• [What to work on]
Exactly reproduce the lines from the line that has "Expected: one point per instance of the slate" down to the last line of the entries, inclusive.

• [Given entries]
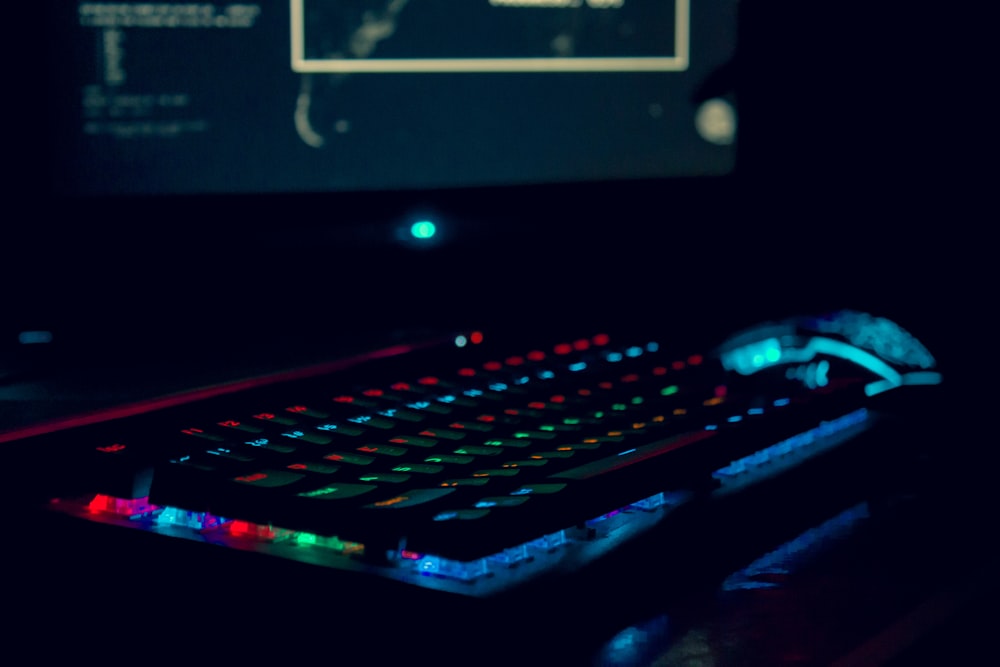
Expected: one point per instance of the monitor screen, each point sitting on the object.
(284, 96)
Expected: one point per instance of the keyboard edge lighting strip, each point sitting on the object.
(481, 576)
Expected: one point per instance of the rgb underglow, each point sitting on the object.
(826, 434)
(783, 559)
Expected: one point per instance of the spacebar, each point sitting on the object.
(634, 455)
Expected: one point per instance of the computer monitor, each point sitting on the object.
(358, 95)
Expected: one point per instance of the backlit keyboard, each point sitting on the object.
(464, 466)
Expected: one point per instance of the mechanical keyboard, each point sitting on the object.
(469, 465)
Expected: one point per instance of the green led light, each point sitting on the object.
(423, 229)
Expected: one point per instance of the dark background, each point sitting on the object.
(852, 190)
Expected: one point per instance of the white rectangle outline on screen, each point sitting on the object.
(675, 63)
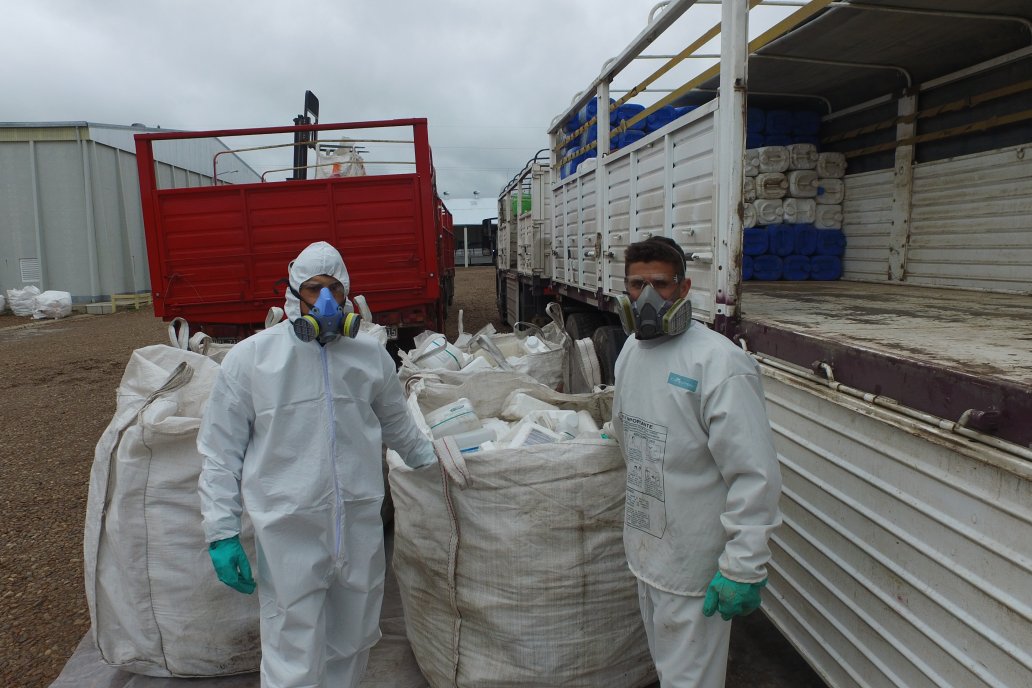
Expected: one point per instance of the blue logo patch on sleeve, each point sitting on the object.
(682, 382)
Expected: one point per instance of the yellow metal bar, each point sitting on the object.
(771, 34)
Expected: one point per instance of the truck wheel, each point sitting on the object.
(583, 324)
(608, 341)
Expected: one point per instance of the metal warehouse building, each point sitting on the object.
(70, 216)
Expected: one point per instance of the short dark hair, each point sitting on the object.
(657, 249)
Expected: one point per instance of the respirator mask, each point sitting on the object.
(326, 320)
(650, 316)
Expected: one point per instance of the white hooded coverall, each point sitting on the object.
(703, 489)
(292, 432)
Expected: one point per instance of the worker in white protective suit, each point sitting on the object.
(293, 433)
(703, 477)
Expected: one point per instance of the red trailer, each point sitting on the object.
(218, 254)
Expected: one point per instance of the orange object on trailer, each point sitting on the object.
(218, 254)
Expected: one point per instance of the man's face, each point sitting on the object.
(311, 288)
(662, 275)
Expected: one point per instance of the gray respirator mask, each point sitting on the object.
(650, 316)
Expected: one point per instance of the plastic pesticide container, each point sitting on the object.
(769, 210)
(625, 138)
(831, 165)
(438, 353)
(471, 441)
(799, 210)
(535, 346)
(782, 239)
(830, 191)
(767, 268)
(773, 159)
(803, 156)
(831, 242)
(531, 433)
(771, 185)
(802, 184)
(806, 239)
(796, 268)
(453, 419)
(826, 267)
(779, 122)
(755, 240)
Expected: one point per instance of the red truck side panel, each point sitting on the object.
(218, 254)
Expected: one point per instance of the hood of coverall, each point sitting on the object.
(318, 258)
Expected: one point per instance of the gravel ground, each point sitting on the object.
(58, 381)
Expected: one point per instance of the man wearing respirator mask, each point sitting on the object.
(703, 477)
(293, 431)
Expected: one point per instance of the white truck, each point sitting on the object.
(901, 394)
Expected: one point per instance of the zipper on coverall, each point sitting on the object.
(332, 455)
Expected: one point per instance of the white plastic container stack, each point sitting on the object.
(828, 217)
(774, 159)
(769, 210)
(830, 191)
(749, 190)
(748, 215)
(771, 185)
(799, 210)
(802, 184)
(831, 165)
(803, 156)
(751, 162)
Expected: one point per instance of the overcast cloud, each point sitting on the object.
(488, 75)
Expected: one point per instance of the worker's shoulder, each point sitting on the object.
(258, 344)
(718, 351)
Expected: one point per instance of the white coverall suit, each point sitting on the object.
(703, 489)
(292, 432)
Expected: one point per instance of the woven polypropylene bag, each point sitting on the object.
(519, 579)
(156, 604)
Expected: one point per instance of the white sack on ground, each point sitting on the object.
(52, 304)
(519, 580)
(156, 604)
(487, 350)
(23, 301)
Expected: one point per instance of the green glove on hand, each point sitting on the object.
(231, 564)
(732, 598)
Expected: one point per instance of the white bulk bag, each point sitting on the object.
(52, 304)
(520, 579)
(23, 301)
(156, 604)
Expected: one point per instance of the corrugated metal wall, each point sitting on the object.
(905, 557)
(971, 222)
(867, 223)
(70, 216)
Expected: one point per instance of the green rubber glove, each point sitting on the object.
(732, 598)
(231, 564)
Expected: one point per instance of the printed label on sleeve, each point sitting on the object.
(645, 450)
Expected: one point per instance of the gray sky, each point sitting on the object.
(488, 75)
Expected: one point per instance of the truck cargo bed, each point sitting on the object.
(942, 351)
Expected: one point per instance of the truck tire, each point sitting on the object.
(583, 324)
(608, 341)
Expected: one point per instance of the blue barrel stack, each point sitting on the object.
(776, 244)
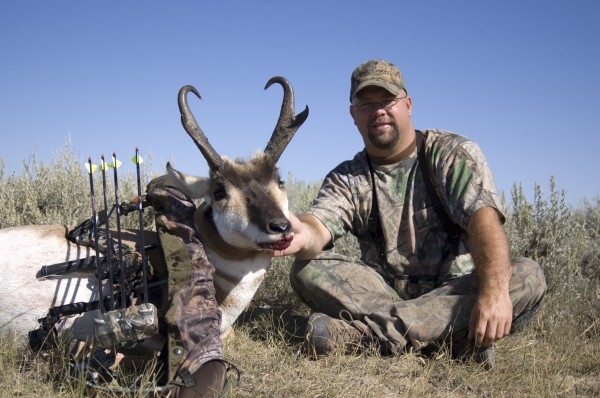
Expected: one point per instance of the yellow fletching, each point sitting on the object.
(92, 166)
(113, 165)
(137, 159)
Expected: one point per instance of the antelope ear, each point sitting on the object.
(193, 186)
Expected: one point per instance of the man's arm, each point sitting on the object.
(310, 237)
(491, 316)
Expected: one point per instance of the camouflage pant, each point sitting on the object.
(190, 310)
(340, 286)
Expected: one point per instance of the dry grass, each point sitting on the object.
(556, 355)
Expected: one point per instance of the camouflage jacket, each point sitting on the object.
(415, 240)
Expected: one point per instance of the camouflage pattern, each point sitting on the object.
(335, 284)
(192, 317)
(123, 326)
(410, 289)
(415, 240)
(376, 73)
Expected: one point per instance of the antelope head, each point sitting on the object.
(244, 201)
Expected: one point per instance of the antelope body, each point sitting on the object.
(243, 215)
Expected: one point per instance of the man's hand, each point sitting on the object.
(491, 319)
(310, 236)
(492, 312)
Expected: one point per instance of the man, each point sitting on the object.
(435, 264)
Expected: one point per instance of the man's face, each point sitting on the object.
(381, 118)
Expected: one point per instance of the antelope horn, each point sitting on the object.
(193, 129)
(287, 124)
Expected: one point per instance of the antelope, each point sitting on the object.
(244, 214)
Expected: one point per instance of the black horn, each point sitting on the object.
(288, 123)
(193, 129)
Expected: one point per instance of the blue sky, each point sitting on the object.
(519, 77)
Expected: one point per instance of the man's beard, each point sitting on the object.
(384, 141)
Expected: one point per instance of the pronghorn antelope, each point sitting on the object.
(244, 213)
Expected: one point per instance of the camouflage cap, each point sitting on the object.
(379, 73)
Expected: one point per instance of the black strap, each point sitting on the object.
(375, 230)
(453, 230)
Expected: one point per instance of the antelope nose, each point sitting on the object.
(280, 226)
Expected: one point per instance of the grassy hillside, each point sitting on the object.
(557, 355)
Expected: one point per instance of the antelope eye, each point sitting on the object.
(220, 194)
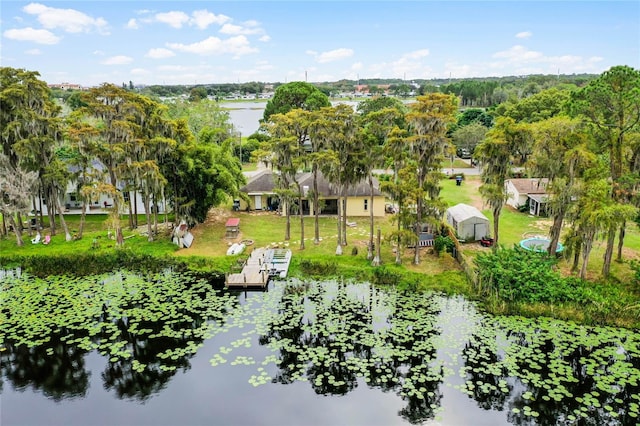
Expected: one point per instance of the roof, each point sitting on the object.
(259, 183)
(540, 198)
(530, 185)
(263, 182)
(461, 212)
(233, 221)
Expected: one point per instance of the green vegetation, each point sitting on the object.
(582, 140)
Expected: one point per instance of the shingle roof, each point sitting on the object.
(530, 186)
(263, 182)
(461, 212)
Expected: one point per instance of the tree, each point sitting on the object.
(287, 131)
(30, 130)
(378, 125)
(469, 136)
(560, 154)
(611, 106)
(494, 153)
(297, 94)
(428, 118)
(540, 106)
(120, 118)
(17, 186)
(397, 149)
(344, 165)
(82, 138)
(201, 175)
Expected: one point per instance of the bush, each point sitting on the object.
(384, 276)
(318, 268)
(88, 263)
(443, 243)
(517, 275)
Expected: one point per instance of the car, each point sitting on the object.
(463, 153)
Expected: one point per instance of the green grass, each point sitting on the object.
(267, 229)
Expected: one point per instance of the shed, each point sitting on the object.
(233, 227)
(468, 222)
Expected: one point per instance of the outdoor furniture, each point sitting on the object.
(486, 242)
(233, 227)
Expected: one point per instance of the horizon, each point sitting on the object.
(198, 43)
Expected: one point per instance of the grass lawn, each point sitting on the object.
(267, 229)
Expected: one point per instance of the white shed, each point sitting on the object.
(468, 222)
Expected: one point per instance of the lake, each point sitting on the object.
(169, 348)
(246, 116)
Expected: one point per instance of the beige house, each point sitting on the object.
(261, 193)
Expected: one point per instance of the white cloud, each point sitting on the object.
(518, 54)
(199, 18)
(117, 60)
(203, 18)
(69, 20)
(159, 53)
(231, 29)
(174, 19)
(416, 54)
(141, 72)
(331, 55)
(409, 63)
(237, 46)
(31, 34)
(334, 55)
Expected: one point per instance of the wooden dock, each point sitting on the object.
(263, 264)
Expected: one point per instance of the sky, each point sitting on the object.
(207, 42)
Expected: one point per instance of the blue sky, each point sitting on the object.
(196, 42)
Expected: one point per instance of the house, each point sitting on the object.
(262, 195)
(102, 203)
(232, 227)
(468, 222)
(528, 191)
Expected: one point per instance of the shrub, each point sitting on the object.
(384, 276)
(517, 275)
(318, 267)
(443, 243)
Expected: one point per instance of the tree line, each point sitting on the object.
(112, 142)
(584, 141)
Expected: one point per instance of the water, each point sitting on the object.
(169, 349)
(246, 116)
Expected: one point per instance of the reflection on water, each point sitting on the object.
(170, 348)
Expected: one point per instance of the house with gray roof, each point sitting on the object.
(528, 191)
(261, 192)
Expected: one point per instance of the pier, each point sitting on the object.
(262, 264)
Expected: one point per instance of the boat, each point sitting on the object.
(235, 248)
(187, 240)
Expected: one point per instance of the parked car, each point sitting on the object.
(463, 153)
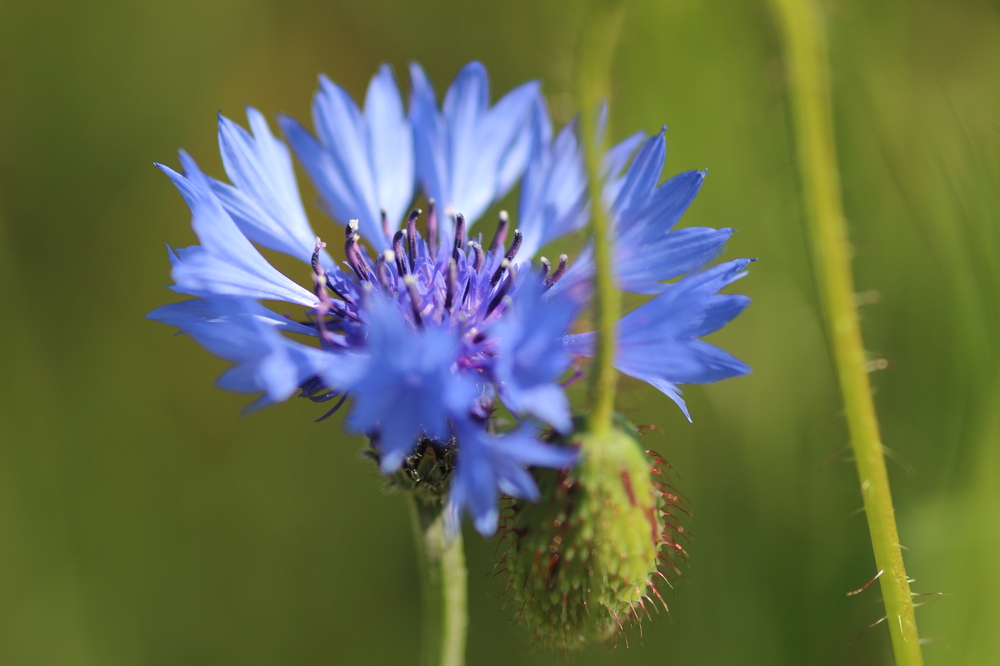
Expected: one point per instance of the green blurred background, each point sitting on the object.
(143, 521)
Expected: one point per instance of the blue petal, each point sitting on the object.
(642, 175)
(666, 204)
(488, 465)
(226, 263)
(391, 141)
(430, 140)
(267, 362)
(553, 199)
(643, 259)
(324, 172)
(657, 342)
(469, 155)
(531, 357)
(194, 311)
(409, 388)
(264, 198)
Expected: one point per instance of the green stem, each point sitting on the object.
(808, 79)
(443, 582)
(598, 42)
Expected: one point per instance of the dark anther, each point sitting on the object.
(353, 251)
(501, 234)
(507, 259)
(451, 284)
(385, 224)
(432, 228)
(326, 305)
(480, 257)
(315, 260)
(397, 249)
(382, 270)
(411, 236)
(415, 301)
(502, 291)
(459, 236)
(514, 246)
(546, 266)
(340, 403)
(498, 273)
(563, 265)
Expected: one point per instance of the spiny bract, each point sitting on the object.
(583, 560)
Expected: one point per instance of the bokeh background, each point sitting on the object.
(143, 521)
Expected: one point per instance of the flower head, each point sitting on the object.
(427, 327)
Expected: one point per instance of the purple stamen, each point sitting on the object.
(382, 270)
(501, 234)
(340, 403)
(459, 236)
(397, 250)
(502, 291)
(480, 258)
(451, 284)
(563, 265)
(508, 258)
(385, 224)
(432, 228)
(411, 236)
(416, 302)
(355, 258)
(314, 262)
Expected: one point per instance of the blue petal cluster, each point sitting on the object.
(428, 330)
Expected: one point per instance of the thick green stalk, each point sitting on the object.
(809, 88)
(597, 48)
(443, 582)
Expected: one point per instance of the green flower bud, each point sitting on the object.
(584, 559)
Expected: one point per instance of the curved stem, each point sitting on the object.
(443, 583)
(809, 89)
(597, 47)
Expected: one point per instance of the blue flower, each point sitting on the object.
(362, 164)
(428, 328)
(470, 154)
(658, 341)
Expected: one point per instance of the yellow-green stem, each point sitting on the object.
(597, 48)
(805, 53)
(443, 583)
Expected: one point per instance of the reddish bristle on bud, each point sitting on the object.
(584, 562)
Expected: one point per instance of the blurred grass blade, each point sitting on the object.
(808, 81)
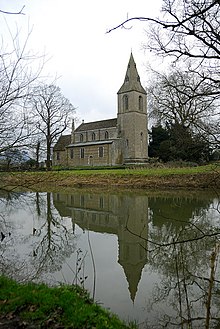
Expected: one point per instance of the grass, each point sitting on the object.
(139, 177)
(68, 306)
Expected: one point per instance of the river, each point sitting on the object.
(152, 257)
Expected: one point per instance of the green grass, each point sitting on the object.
(164, 171)
(69, 306)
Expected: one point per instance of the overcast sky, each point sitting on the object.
(90, 63)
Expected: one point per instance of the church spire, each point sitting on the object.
(132, 79)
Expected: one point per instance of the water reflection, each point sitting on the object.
(124, 215)
(165, 247)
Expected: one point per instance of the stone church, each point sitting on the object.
(118, 141)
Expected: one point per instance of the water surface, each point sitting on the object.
(144, 255)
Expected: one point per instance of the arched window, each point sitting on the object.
(71, 154)
(101, 151)
(140, 103)
(125, 102)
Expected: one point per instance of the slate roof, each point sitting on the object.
(97, 125)
(62, 142)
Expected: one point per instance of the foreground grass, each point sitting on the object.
(145, 177)
(54, 307)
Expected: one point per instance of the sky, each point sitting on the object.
(89, 63)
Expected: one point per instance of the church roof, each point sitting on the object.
(97, 125)
(132, 79)
(62, 142)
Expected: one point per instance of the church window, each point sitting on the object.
(82, 153)
(140, 103)
(101, 151)
(125, 102)
(71, 153)
(101, 202)
(82, 200)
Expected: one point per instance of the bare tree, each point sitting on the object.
(16, 80)
(180, 97)
(187, 30)
(52, 115)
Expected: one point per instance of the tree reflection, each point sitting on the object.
(185, 253)
(51, 238)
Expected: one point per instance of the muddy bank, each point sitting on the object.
(51, 180)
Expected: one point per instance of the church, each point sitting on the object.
(118, 141)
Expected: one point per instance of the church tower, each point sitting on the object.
(132, 117)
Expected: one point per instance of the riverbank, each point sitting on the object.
(200, 177)
(33, 306)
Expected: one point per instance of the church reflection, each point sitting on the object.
(121, 214)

• [Solved exercise]
Expected: one point per instance of the slate roof, each point sitting on the object.
(97, 125)
(62, 142)
Expected: one point per instance of the foreground grass, each point sitting on the object.
(145, 177)
(54, 307)
Expected: one point per instance of the sky, each point sitting on the object.
(89, 63)
Expected: one point per instance of the church roof, each point sitting on the object.
(97, 125)
(132, 79)
(62, 142)
Expected: one point per instance of the church window, each point sitting on the object.
(82, 153)
(140, 103)
(101, 151)
(125, 102)
(71, 153)
(101, 202)
(82, 200)
Expected: one point per instance of the bare tree, each point sitting on the object.
(16, 80)
(180, 97)
(187, 30)
(52, 115)
Expected: one point per instance of the tree reflection, each point sitting on the object.
(185, 253)
(51, 238)
Expected: one point per instance of the muddy bank, each point sitting on the object.
(51, 180)
Expected: one point per instance of the church, each point sitting on the object.
(118, 141)
Expected: one point per instance of the church tower, each point sitting on the object.
(132, 117)
Expected: one point per instance of the riverbank, each point sitting on the object.
(200, 177)
(33, 306)
Expected: one point per instance of the church reflection, each point sitting on the object.
(121, 214)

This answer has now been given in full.